- [EXTRAIT CHOISI]:
Du côté de la télévision, on fait un peu moins de chichis. Et on pense, tranquillement, à la mort du média télévisuel tel que nous l’avons connu. Beaucoup de patrons de chaînes évoquent avec une certaine sérénité un futur proche où la télévision dite “de papa” n’existera tout simplement plus. Il y a quelques jours, c’est Tim Davie, la patron de la BBC, qui a condamné la radio et la télévision à une échéance d’une dizaine d’années.

Le condamné à mort peut-il s'échapper ?

Il est vrai que le constat est sans appel. Les jeunes quittent en masse les médias traditionnels pour les réseaux sociaux (enfin, les plateformes de découverte de contenus). Le public moyen des télévisions ne cesse de vieillir, s’établissant maintenant pour la BBC autour de 60 ans. Et les plateformes comme TikTok s’imposent de plus en plus comme source d’informations.

- [TRAVAIL DEMANDÉ]:
1. D'après l'extrait sur l'avenir de la télévision, autour de quel âge se situe aujourd'hui le public moyen de la BBC ?
2. Reformulez sous forme de liste le paragraphe de l'extrait choisi qui commence par « Il est vrai que le constat », en conservant ses faits principaux.
3. Prolongez l'extrait sur l'avenir de la télévision à partir de sa dernière phrase.

- [DONNÉES FOURNIES]:
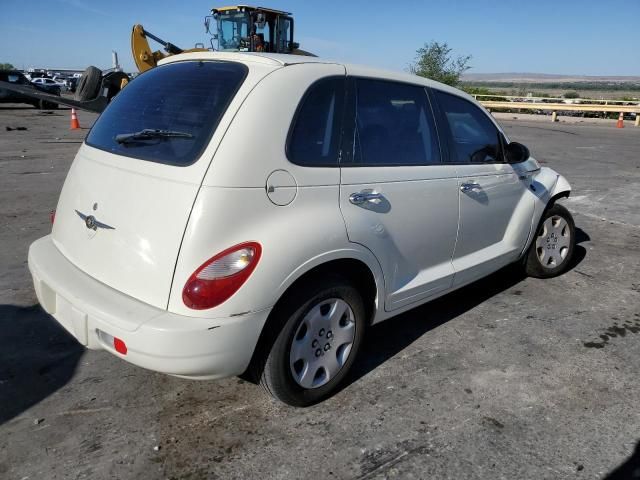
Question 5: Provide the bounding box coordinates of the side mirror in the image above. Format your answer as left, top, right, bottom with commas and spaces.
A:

- [RÉPONSES PAR CONSIGNE]:
1. Il se situe autour de 60 ans.

2.
- Le constat est sans appel.
- Les jeunes quittent en masse les médias traditionnels pour les réseaux sociaux, c'est-à-dire les plateformes de découverte de contenus.
- Le public moyen des télévisions vieillit sans cesse et atteint désormais environ 60 ans pour la BBC.
- Des plateformes comme TikTok s'imposent de plus en plus comme source d'informations.

3.
Financièrement, les choses ne sont pas plus glorieuses : les recettes publicitaires sont sans cesse plus rabotées, au profit de formats moins chers, plus créatifs et susceptibles de toucher un public plus jeune. Et les politiques s’en mêlent qui, comme en France, éliminent les redevances audiovisuelles au profit de financements publics directs, au rabais.

Enfin, pour rajouter un dernier clou au cercueil, rappelons, comme je l’avais déjà signalé il n’y a pas si longtemps, que les télévisions n’ont pour le moment aucune idée de la manière de faire passer leur business model au numérique. Le Salto français est en train de très, très mal se réceptionner, quelques grandes chaînes américaines comme CNN ont arrêté les frais quelques semaines à peine après avoir lancé leur offre, AMC la chaîne qui a produit Walking Dead et diffusé Mad Men ou encore Breaking Bad se débat entre la chute de ses recettes publicitaires et la difficulté à faire décoller son offre de streaming.

Au niveau financier, les 10 années qui viennent risquent donc d’être Rock’n’Roll.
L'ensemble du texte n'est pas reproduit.